# Problem:
Transcribe word for word the lines spanning the line with "of the gray" through the end of the records.

# Records:
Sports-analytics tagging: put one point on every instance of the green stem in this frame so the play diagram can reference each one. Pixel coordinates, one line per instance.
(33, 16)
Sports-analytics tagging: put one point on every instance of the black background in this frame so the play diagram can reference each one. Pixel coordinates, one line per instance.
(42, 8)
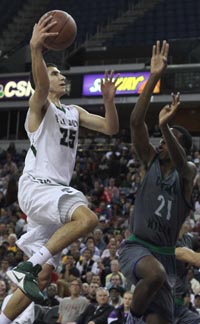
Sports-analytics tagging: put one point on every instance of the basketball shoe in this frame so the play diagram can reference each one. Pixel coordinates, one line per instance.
(25, 276)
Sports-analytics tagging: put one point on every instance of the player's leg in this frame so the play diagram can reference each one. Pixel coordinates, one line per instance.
(156, 319)
(151, 276)
(19, 301)
(83, 221)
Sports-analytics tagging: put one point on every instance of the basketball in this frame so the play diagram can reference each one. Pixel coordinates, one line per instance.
(66, 27)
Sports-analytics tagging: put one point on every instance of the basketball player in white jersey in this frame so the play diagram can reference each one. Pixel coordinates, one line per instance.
(57, 214)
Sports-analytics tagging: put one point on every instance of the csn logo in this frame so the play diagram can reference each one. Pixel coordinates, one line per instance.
(13, 89)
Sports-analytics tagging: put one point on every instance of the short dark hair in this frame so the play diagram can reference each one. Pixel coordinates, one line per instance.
(186, 138)
(31, 79)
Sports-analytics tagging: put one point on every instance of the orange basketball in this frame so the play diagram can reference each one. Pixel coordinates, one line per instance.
(66, 27)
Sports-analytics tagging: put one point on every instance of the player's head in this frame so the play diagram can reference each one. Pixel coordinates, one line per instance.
(31, 74)
(54, 76)
(184, 137)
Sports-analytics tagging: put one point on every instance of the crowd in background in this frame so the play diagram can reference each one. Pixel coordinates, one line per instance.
(108, 173)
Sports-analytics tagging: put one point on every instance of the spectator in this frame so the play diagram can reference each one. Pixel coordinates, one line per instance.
(71, 307)
(99, 240)
(115, 292)
(52, 298)
(27, 316)
(69, 271)
(96, 314)
(92, 293)
(3, 291)
(119, 315)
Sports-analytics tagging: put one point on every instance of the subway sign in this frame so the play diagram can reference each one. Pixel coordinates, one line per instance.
(132, 83)
(15, 88)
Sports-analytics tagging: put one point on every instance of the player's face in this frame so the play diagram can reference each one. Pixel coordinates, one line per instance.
(127, 299)
(57, 81)
(162, 148)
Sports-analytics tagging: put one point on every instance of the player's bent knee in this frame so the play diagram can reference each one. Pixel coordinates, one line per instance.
(158, 278)
(44, 276)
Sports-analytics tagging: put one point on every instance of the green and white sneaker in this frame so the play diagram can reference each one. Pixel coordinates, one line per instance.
(25, 276)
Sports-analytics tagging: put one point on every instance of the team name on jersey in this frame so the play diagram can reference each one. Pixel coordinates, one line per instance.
(67, 122)
(169, 188)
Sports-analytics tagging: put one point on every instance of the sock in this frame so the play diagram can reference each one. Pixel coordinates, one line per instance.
(4, 319)
(40, 257)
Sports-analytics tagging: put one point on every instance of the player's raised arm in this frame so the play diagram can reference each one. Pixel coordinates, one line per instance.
(139, 131)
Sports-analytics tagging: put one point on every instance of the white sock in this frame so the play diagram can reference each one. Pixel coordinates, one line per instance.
(40, 257)
(4, 319)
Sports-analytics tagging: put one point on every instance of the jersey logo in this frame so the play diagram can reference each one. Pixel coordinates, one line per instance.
(19, 279)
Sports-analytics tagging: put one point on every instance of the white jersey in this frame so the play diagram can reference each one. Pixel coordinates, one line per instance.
(53, 145)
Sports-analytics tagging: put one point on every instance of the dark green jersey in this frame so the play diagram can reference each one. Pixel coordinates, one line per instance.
(160, 207)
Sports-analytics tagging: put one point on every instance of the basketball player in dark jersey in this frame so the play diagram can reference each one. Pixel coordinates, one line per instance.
(162, 203)
(186, 255)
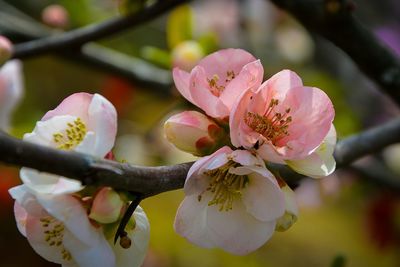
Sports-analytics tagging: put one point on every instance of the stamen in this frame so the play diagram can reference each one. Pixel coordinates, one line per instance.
(72, 137)
(272, 125)
(54, 234)
(226, 187)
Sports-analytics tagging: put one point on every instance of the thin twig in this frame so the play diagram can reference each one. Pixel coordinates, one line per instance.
(149, 181)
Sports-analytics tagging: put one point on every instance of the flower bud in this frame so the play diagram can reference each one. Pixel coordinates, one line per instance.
(291, 211)
(186, 55)
(55, 16)
(6, 49)
(107, 206)
(194, 132)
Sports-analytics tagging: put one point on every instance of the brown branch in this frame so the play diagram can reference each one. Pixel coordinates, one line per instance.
(333, 19)
(150, 181)
(75, 39)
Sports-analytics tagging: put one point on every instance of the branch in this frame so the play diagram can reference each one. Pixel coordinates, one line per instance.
(76, 38)
(150, 181)
(333, 20)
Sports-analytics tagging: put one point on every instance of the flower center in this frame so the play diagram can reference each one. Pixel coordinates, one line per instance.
(226, 187)
(216, 89)
(54, 234)
(272, 125)
(72, 137)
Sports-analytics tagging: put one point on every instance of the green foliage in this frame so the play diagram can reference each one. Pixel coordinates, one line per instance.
(179, 26)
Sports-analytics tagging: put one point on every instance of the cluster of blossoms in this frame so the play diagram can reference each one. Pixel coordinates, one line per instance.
(232, 200)
(68, 223)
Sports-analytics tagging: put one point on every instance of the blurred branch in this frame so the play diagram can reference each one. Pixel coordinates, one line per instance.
(333, 19)
(150, 181)
(76, 38)
(133, 69)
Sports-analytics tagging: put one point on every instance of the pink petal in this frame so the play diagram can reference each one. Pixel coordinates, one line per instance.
(74, 105)
(202, 96)
(249, 78)
(312, 115)
(236, 117)
(181, 80)
(225, 60)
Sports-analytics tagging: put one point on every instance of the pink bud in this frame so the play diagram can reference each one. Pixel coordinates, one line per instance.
(55, 16)
(6, 49)
(194, 132)
(186, 55)
(107, 206)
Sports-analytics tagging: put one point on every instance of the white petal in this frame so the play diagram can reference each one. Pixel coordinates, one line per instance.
(102, 121)
(44, 183)
(236, 231)
(70, 211)
(191, 220)
(263, 197)
(98, 253)
(321, 162)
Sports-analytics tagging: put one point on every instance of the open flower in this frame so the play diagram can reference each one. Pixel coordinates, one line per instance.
(283, 120)
(11, 90)
(216, 82)
(59, 230)
(84, 123)
(194, 132)
(232, 202)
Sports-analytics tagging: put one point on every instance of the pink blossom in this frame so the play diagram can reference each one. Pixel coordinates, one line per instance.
(6, 49)
(84, 123)
(194, 132)
(58, 229)
(232, 202)
(283, 120)
(216, 82)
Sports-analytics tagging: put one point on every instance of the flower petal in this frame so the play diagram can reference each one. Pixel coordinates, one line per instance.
(236, 231)
(191, 221)
(75, 105)
(263, 197)
(181, 80)
(202, 96)
(321, 162)
(103, 122)
(44, 183)
(98, 253)
(249, 78)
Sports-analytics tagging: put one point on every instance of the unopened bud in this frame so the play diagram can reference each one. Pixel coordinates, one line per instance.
(6, 49)
(194, 132)
(291, 211)
(186, 55)
(55, 16)
(107, 206)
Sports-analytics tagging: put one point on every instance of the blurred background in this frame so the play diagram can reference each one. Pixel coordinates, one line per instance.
(347, 219)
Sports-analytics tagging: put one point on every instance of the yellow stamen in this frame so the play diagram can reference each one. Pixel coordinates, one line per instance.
(226, 187)
(72, 137)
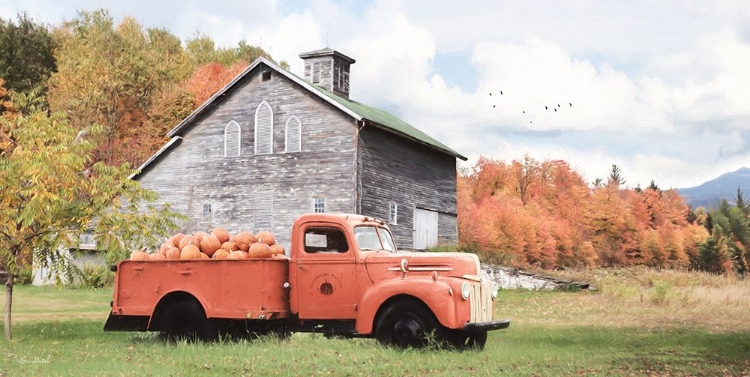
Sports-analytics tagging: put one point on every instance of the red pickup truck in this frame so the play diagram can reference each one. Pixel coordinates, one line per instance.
(344, 277)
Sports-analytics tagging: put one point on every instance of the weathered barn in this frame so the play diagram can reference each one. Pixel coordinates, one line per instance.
(270, 146)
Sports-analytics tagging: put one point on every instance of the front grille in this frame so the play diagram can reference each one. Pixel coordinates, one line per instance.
(481, 302)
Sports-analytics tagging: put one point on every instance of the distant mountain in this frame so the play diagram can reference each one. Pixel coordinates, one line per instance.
(711, 193)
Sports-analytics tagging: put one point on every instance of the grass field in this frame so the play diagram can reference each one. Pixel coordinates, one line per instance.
(638, 323)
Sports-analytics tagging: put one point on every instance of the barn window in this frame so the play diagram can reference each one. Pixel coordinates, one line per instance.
(264, 129)
(393, 214)
(232, 139)
(319, 205)
(316, 73)
(293, 140)
(263, 211)
(207, 212)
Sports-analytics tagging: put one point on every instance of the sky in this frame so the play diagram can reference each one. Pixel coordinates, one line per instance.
(660, 88)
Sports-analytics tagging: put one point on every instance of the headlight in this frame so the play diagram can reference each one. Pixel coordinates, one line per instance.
(465, 290)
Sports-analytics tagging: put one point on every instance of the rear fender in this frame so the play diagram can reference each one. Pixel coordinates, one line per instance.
(435, 294)
(170, 298)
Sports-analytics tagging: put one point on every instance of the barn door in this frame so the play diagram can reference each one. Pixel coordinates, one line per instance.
(425, 228)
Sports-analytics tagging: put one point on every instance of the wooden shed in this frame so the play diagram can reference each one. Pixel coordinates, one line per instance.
(271, 145)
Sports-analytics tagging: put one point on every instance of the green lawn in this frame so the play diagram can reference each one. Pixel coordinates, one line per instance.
(59, 332)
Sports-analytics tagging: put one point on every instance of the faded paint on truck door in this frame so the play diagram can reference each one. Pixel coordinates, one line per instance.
(324, 277)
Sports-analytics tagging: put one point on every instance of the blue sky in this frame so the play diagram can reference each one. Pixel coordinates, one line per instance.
(659, 87)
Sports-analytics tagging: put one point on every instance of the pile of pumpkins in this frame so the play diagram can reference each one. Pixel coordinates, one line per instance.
(216, 244)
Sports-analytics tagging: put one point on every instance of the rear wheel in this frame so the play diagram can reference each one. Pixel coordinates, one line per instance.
(407, 324)
(186, 320)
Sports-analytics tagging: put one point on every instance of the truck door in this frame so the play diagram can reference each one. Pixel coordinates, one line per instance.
(324, 274)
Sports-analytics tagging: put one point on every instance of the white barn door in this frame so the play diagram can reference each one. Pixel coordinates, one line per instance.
(425, 228)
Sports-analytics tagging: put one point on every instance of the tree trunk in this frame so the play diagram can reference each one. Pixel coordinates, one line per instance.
(8, 305)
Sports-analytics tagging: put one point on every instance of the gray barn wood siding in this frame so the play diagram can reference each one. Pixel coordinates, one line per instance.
(394, 169)
(196, 172)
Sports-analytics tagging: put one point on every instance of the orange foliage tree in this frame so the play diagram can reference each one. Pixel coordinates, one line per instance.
(543, 214)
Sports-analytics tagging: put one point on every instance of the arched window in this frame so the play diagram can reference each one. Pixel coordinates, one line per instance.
(264, 129)
(293, 139)
(232, 139)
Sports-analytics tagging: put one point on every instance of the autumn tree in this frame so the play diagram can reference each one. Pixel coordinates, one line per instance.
(110, 74)
(27, 58)
(52, 189)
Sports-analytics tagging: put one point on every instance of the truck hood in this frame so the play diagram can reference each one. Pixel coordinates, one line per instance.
(383, 265)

# Result of the task:
Sports-analytics tagging: put one point on every instance of the gray barn wood siding in this frame so the play diagram can reference each one. Pixel coordinates, one line per instance.
(394, 169)
(196, 172)
Sports-analytics tagging: put one point on every instance of the orange foliage tree in this frame so the play diagram can reference each one. Pixel coordinates, one line per instance.
(543, 214)
Sports-analytics tagging: put one point on every instance of the arched window in this frame so the play diagram can reference each one. Pixel coordinates, one line per instance.
(264, 129)
(293, 139)
(232, 139)
Sports-analytics tagging: put one point on every instance of the autumn tree in this frame so the play diagram can reference each one. Pixel coordinates, one line per instance.
(110, 74)
(27, 58)
(52, 189)
Sports-analytics tagging: put one point on every instance of the truck hood in this frame so the play diagram can reference each one. Pixel coordinates, one line per instance.
(383, 265)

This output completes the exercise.